• TASK GOAL
Find every line in the records below that contains the word "road" and copy each of those lines. Case counts.
──────── DATA RECORDS
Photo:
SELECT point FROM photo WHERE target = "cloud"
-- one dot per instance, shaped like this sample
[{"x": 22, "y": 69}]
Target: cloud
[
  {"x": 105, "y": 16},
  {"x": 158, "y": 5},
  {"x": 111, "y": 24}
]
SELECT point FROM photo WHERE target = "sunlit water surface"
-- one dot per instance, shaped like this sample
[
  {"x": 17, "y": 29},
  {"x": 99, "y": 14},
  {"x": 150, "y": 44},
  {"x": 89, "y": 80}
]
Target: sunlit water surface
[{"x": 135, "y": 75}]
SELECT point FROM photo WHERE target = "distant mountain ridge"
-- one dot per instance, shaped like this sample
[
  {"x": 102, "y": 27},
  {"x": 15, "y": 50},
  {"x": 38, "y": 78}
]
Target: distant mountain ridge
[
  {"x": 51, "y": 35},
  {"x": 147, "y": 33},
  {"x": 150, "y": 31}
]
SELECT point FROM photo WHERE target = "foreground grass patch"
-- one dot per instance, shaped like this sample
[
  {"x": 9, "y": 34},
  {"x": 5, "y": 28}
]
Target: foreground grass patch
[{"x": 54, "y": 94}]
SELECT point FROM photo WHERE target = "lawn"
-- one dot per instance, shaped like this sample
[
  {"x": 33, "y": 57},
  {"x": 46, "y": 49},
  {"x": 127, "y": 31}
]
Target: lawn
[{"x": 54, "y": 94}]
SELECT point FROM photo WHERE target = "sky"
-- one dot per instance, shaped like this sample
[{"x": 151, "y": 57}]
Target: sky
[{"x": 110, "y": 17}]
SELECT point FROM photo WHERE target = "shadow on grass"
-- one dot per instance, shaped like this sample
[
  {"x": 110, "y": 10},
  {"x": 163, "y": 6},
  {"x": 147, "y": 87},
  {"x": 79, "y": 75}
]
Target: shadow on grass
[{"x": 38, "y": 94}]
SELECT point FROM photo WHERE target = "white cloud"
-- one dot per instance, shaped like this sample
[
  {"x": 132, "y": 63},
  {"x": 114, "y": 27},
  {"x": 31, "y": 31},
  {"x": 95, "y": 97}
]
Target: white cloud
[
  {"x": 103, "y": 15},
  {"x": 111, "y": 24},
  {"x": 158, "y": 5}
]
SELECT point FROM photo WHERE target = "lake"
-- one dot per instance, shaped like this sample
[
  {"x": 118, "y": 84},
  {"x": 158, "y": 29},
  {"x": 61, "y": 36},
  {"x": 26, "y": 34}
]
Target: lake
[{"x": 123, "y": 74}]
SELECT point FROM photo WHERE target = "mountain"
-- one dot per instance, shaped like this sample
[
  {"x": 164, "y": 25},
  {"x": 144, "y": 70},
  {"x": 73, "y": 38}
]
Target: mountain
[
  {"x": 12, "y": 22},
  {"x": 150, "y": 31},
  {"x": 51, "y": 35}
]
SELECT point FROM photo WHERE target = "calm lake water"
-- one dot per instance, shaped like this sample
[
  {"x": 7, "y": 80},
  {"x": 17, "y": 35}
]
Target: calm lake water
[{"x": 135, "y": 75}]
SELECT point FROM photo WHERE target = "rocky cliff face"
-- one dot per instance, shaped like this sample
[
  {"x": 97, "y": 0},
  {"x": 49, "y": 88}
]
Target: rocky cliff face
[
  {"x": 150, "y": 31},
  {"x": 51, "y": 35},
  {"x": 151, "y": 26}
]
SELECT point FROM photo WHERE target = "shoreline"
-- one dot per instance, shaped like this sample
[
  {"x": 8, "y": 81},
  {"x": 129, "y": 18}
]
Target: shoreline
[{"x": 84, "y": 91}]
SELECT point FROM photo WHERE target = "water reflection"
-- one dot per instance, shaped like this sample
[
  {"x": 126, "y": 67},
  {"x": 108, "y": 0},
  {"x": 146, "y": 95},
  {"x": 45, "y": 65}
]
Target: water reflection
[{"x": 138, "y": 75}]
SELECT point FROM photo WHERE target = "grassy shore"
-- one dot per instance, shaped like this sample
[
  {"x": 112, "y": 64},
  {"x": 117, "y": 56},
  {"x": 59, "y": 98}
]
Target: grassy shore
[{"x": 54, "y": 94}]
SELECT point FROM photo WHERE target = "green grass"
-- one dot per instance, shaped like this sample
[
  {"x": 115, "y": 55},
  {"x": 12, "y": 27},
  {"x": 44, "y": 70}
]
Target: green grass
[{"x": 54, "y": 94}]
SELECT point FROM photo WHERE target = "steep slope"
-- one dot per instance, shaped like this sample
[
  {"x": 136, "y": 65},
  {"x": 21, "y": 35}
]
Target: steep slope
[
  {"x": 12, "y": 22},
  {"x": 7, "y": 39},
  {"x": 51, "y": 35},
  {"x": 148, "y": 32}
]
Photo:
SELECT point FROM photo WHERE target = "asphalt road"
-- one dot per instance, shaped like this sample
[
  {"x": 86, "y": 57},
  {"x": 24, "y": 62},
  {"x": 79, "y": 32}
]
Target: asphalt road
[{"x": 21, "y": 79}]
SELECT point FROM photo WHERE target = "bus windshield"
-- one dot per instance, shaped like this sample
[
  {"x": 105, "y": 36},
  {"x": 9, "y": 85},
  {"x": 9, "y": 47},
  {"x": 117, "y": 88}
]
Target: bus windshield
────────────────
• FULL SOLUTION
SELECT point FROM photo WHERE target = "asphalt road"
Target: asphalt road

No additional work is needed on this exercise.